Start of Exercise materials

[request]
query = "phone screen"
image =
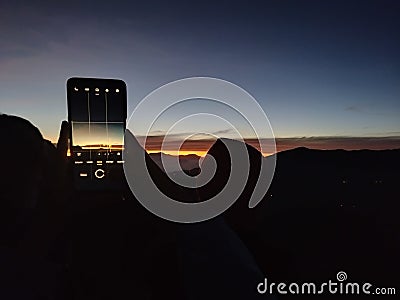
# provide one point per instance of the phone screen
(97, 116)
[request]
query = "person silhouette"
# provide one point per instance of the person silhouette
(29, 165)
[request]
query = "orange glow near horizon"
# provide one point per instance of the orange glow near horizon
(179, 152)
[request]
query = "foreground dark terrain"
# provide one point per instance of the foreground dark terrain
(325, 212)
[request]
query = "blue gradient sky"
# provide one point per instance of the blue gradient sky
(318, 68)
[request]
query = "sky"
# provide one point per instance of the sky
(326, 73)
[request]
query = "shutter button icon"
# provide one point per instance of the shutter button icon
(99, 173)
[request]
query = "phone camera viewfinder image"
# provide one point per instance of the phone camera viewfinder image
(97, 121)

End of Exercise materials
Start of Exercise materials

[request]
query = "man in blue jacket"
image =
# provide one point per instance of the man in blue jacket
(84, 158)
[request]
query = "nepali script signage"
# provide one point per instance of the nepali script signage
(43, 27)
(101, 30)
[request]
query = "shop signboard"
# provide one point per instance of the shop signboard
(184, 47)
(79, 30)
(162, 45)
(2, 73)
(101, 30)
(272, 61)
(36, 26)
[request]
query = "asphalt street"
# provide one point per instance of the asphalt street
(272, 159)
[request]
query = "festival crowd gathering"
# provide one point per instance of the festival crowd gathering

End of Exercise materials
Start of Exercise materials

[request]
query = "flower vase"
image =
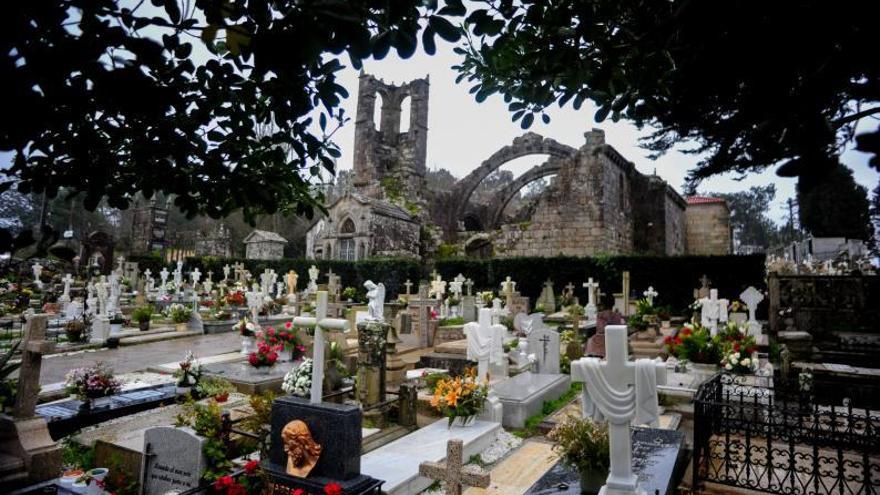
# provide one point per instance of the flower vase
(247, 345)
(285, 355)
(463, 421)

End of Exercise materials

**Written problem:** Which lines of the records contain the string "blue"? Copy each of them.

**Output:**
query = "blue gradient sky"
# provide one point per instance of the blue gradient sky
query = "man in blue jacket"
# provide one point per instance of the man in blue jacket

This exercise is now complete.